[TO BE DONE]
A. Translate this sentence from the article on Pelosi and Swalwell into Spanish: "But huge questions remain, and he isn't answering them."
B. In the article on Pelosi and Swalwell, shorten the paragraph that begins "The cutoff, it seems" and keep its main facts.
C. Transcribe the article on Pelosi and Swalwell, starting with "Sure, Swalwell claims" and going on through "isn’t answering them.".

December 11, 2020
Zero security: Nancy Pelosi defends Swalwell on China honeytrap
By Monica Showalter
. . . According to today’s Axios, which has a link to the original report:
House Speaker Nancy Pelosi (D-Calif.) said Thursday she doesn’t have “any concern” about Rep. Eric Swalwell (D-Calif.), after an
Axios investigation revealed the congressman was targeted by a suspected Chinese spy seeking to gain access to U.S. political circles up until 2015.
Axios also had this doozy
from Pelosi:
Pelosi said at a press conference Thursday: “I think we should make sure that everybody knows what they are being subjected to. But I don’t know that it means that we have to background check every intern who comes into the Capitol.”
Sure, Swalwell claims he cut off ties with the alleged China spy named Fang Fang after he received had “defensive briefing” from the FBI, which was alarmed about his carrying on with her while occupying his House Intelligence Committee post.
But huge questions remain, and he isn’t answering them.
The cutoff, it seems, wasn’t entirely a cutoff. Reportedly, Swalwell’s dad and brother still maintain Facebook friendships with her, and so she would continue to have access to lots of private news about the doings of all the Swalwells.

[LISTING]
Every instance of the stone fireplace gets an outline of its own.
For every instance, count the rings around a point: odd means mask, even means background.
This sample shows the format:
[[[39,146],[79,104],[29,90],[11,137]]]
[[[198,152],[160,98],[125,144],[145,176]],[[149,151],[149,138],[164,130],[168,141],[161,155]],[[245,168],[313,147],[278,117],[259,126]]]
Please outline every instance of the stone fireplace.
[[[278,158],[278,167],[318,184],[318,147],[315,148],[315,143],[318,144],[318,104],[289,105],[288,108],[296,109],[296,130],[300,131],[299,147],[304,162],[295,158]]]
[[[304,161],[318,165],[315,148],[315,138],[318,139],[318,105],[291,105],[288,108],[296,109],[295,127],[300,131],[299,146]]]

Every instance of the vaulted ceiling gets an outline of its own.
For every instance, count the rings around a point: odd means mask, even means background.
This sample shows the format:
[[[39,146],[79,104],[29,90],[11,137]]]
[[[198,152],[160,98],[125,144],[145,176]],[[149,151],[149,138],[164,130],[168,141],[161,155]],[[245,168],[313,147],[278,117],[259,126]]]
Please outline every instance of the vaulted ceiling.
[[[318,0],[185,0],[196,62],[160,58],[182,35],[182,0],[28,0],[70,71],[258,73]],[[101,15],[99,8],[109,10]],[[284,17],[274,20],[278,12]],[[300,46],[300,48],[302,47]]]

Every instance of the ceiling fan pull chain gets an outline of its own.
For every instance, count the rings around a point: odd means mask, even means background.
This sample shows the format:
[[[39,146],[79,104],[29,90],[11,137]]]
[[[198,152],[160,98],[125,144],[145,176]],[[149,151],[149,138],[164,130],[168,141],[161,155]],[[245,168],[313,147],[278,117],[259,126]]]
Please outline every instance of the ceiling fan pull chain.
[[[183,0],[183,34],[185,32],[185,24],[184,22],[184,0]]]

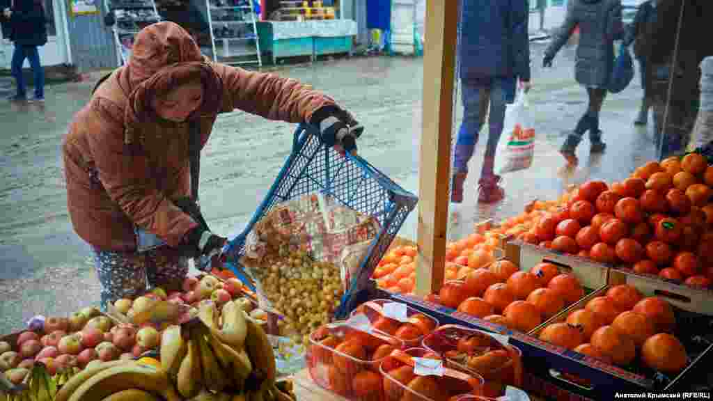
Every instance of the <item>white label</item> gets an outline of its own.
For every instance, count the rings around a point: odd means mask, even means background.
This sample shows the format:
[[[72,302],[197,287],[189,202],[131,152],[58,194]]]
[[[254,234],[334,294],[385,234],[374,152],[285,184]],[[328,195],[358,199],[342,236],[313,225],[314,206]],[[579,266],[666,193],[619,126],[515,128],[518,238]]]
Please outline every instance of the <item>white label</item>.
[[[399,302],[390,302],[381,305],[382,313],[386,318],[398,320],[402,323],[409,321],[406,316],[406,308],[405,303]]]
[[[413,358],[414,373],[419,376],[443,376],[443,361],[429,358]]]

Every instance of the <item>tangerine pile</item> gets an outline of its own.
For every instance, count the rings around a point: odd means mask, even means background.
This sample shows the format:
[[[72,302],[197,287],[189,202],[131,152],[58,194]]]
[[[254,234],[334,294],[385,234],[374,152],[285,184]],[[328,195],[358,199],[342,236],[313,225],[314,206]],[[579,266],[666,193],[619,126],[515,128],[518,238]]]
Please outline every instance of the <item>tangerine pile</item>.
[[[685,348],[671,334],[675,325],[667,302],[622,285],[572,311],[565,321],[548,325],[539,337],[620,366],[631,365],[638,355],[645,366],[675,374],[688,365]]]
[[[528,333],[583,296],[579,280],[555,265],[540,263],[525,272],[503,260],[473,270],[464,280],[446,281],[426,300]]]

[RESULTS OF THE EXERCISE]
A. Pero quedan grandes preguntas, y él no las está respondiendo.

B. The cutoff apparently wasn't complete. Swalwell's father and brother reportedly remain Facebook friends with the alleged spy, which would give her continued access to private news about the Swalwell family.

C.
Sure, Swalwell claims he cut off ties with the alleged China spy named Fang Fang after he received had “defensive briefing” from the FBI, which was alarmed about his carrying on with her while occupying his House Intelligence Committee post.
But huge questions remain, and he isn’t answering them.